#### [Challenges]
1 - In the forum post about nothrow optimizations, what would scope(failure) catch under the proposed idea?
2 - Continue the forum post about nothrow optimizations from where it stops.

#### [Article]
-*-*-
1 day ago

On Sunday, 6 July 2025 at 23:53:54 UTC, Timon Gehr wrote:

>

The insane part is that we are in fact allowed to throw in @safe nothrow functions without any @trusted shenanigans. Such code should not be allowed to break any compiler assumptions.

Technically, memory safety is supposed to be guaranteed by not letting you catch unrecoverable throwables in @safe. When you do catch them, you're supposed to verify that any code you have in the try block (including called functions) doesn't rely on destructors or similar for memory safety.

I understand this is problematic, because in practice pretty much all code often is guarded by a top-level pokemon catcher, meaning destructor-relying memory safety isn't going to fly anywhere. I guess we should just learn to not do that, or else give up on all nothrow optimisations. I tend to agree with Dennis that a switch is not the way to go as that might cause incompatibilities when different libraries expect different settings.

In idea: What if we retained the nothrow optimisations, but changed the finally blocks so they are never executed for non-Exception Throwables unless there is a catch block for one? Still skipping destructors, but at least the rules between try x; finally y;, scope(exit) and destructors would stay consistent, and nothrow wouldn't be silently changing behaviour since the assert failures would be skipping the finalisers regardless. scope(failure) would also catch only Exceptions.

This would have to be done over an edition switch though since it also breaks code.
-*-*-
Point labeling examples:
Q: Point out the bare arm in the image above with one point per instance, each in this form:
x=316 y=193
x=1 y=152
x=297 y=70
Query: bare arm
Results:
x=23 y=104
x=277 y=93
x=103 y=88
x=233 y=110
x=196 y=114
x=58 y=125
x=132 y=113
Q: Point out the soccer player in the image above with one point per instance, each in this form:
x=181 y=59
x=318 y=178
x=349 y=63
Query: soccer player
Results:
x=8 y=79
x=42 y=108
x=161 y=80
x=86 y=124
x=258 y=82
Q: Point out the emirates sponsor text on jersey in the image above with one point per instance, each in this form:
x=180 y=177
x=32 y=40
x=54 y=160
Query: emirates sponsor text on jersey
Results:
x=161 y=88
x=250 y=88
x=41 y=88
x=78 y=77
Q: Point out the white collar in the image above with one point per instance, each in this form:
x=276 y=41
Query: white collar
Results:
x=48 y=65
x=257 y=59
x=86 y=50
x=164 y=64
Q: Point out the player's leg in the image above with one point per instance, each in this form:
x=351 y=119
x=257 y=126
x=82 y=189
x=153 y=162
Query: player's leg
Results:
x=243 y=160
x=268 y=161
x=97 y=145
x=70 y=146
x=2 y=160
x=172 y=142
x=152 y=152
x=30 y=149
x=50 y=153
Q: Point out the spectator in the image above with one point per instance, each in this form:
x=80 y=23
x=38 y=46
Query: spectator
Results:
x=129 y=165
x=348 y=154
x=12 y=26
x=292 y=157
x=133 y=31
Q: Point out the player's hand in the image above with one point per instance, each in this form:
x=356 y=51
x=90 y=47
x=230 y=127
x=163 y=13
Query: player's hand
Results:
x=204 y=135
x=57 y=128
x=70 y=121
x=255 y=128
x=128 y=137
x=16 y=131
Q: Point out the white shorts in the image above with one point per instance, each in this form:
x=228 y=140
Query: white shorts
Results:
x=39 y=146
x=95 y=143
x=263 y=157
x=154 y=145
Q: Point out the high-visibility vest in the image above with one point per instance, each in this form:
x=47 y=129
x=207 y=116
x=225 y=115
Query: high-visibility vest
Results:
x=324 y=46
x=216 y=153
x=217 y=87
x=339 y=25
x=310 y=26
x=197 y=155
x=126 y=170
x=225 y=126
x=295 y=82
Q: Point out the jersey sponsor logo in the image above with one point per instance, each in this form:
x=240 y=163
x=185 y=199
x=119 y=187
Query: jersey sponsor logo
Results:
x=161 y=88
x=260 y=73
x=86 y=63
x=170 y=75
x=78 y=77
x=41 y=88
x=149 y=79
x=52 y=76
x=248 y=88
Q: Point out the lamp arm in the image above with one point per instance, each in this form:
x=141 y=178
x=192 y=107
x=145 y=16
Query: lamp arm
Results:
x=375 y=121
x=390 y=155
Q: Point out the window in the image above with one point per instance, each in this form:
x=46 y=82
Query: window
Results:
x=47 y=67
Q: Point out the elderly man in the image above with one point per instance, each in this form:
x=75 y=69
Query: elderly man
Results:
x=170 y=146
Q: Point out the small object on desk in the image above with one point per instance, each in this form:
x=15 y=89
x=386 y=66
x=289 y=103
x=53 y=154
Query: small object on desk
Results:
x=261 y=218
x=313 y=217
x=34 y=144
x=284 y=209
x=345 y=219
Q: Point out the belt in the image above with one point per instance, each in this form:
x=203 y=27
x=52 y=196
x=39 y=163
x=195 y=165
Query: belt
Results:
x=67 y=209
-*-*-
#### [Responses for each task]
1 - Only Exceptions.

2 -
1 day ago

On Monday, 7 July 2025 at 21:44:49 UTC, Dukc wrote:

>

I understand this is problematic, because in practice pretty much all code often is guarded by a top-level pokemon catcher, meaning destructor-relying memory safety isn't going to fly anywhere. I guess we should just learn to not do that

Meant that should learn not to rely on destructors (or similar finalisers) for memory safety.

Not that should learn out of Pokemon catching at or near the main function.

1 day ago

On Monday, 7 July 2025 at 21:54:23 UTC, Dukc wrote:

>

On Monday, 7 July 2025 at 21:44:49 UTC, Dukc wrote:

>

I understand this is problematic, because in practice pretty much all code often is guarded by a top-level pokemon catcher, meaning destructor-relying memory safety isn't going to fly anywhere. I guess we should just learn to not do that

Meant that should learn not to rely on destructors (or similar finalisers) for memory safety.

I can see a perfect storm with destructors being skipped in combination with having stack memory in a multi-threaded program, so that the very act of skipping destructors is what causes memory corruption. It breaks the structure the programmer diligently created.

If D can't gracefully shutdown a multi-threaded program when an Error occurs - i.e. catch the Error at the entry point of a thread, send upwards to the main thread and cancel any threads or other execution contexts (e.g. GPU) - then the only sane recommendation is to avoid all asserts or call abort on the spot. Which would be very unfortunate.

1 day ago
On 08/07/2025 9:17 AM, Dukc wrote:
> On Sunday, 29 June 2025 at 18:04:51 UTC, Richard (Rikki) Andrew Cattermole wrote:
>> Should an assert fail, the most desirable behaviour for it to have is to print a backtrace if possible and then immediately kill the process.
> 
> No, this breaks code a bit too hard as written by many.

We've confirmed it.

> I think that ideally, when you wait for or poll a message from a thread (or fiber) that has exited with an unrecoverable error, that error would get rethrown from the waiting point. That way, unless the error is handled every thread would eventually get killed.

Threads quite often never join. This is a very real problem, the initiation of this N.G. thread was because a thread wasn't joined and it died, but didn't kill the process.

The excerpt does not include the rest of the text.